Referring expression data
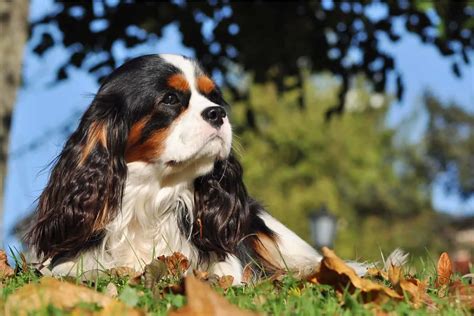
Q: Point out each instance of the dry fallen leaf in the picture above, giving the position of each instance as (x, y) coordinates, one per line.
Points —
(176, 264)
(444, 270)
(5, 270)
(462, 293)
(202, 300)
(226, 281)
(63, 295)
(335, 272)
(415, 288)
(111, 290)
(201, 275)
(248, 274)
(154, 272)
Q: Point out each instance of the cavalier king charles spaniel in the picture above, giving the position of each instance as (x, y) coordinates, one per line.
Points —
(150, 171)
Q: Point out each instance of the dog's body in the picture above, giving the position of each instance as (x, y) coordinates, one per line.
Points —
(149, 172)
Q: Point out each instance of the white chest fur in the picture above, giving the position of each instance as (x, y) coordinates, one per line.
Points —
(147, 225)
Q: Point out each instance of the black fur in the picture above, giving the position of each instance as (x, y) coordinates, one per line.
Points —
(85, 193)
(226, 217)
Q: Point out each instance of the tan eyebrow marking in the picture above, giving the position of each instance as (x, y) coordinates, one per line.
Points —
(178, 82)
(97, 134)
(205, 84)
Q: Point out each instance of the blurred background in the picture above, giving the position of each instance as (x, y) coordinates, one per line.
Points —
(353, 117)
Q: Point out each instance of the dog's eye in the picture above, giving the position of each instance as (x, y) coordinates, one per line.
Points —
(170, 99)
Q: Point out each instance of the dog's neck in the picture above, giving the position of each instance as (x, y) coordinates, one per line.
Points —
(147, 224)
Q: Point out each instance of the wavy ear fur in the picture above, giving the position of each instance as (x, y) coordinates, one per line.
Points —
(86, 185)
(226, 218)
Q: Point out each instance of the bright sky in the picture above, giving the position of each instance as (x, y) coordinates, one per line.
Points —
(43, 106)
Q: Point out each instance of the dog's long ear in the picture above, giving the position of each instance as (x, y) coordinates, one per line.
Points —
(221, 209)
(85, 188)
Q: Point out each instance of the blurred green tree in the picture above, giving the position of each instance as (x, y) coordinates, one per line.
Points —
(296, 161)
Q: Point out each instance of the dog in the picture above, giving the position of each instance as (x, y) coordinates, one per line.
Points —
(150, 171)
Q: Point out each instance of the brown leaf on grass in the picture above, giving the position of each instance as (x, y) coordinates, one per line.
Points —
(62, 295)
(414, 288)
(154, 272)
(5, 270)
(176, 264)
(462, 293)
(247, 274)
(201, 275)
(202, 300)
(226, 281)
(444, 270)
(335, 272)
(111, 290)
(175, 288)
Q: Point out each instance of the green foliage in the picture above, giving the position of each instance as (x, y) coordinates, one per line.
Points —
(295, 161)
(449, 145)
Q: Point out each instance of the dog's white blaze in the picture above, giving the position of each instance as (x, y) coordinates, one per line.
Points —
(294, 252)
(189, 139)
(147, 224)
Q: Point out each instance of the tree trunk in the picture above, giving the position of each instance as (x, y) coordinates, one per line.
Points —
(13, 35)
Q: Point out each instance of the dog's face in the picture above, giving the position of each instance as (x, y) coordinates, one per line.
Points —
(161, 111)
(177, 116)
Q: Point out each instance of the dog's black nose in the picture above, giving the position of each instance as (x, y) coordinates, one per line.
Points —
(214, 115)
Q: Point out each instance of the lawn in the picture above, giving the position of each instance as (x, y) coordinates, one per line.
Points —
(161, 289)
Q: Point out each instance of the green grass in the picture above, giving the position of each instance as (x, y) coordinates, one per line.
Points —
(285, 297)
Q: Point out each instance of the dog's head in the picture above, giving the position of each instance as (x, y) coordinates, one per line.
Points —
(159, 110)
(175, 114)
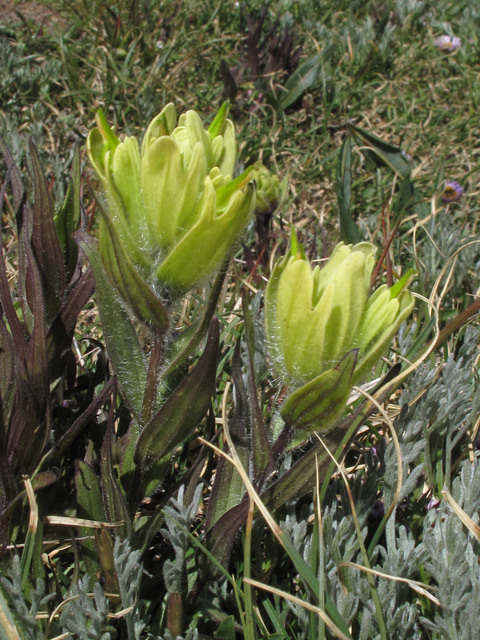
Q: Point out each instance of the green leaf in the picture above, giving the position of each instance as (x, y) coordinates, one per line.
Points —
(261, 450)
(304, 77)
(319, 403)
(217, 123)
(348, 229)
(123, 345)
(382, 153)
(89, 507)
(226, 630)
(8, 630)
(184, 409)
(228, 488)
(8, 358)
(191, 337)
(113, 498)
(67, 220)
(45, 242)
(128, 282)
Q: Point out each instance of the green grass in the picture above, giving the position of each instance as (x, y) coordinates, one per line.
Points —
(382, 73)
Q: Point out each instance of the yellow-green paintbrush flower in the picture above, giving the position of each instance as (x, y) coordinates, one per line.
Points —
(173, 202)
(314, 317)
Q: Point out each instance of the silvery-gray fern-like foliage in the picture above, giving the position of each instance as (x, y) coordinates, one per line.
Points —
(180, 518)
(23, 614)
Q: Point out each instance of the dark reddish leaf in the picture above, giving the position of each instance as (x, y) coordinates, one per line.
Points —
(45, 242)
(261, 449)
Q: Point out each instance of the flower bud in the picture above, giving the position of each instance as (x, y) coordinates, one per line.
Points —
(173, 202)
(314, 317)
(268, 189)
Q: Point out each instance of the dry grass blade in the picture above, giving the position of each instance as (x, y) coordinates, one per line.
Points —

- [What to do]
Copy out, word for word, the part of the entries above that begins at the line with "Q: Point out each instance of the tan" and ends at the line with "Q: Point out each instance of the wavy", including both.

- [Result of this exercise]
Q: Point out each instance of the tan eyebrow marking in the picture above, giving the position of each instance as (x, y) coordinates, one per line.
Points —
(178, 82)
(97, 134)
(205, 84)
Q: Point out each instance of the blurred background in the picture above, giving the position of each instance as (x, y) coordinates, one per line.
Points —
(353, 117)
Q: Point out each instance of the dog's eye in the picture above, giving the position of each instance as (x, y) coordinates, one per line.
Points —
(170, 99)
Q: Point out each instance of the dog's neck in the picture above, giving the position of each instance as (x, y) coordinates, one per line.
Points —
(147, 224)
Q: Point out each instance of the wavy ear fur in the picture above, giving the position of each instance as (x, y) coordinates, one per line.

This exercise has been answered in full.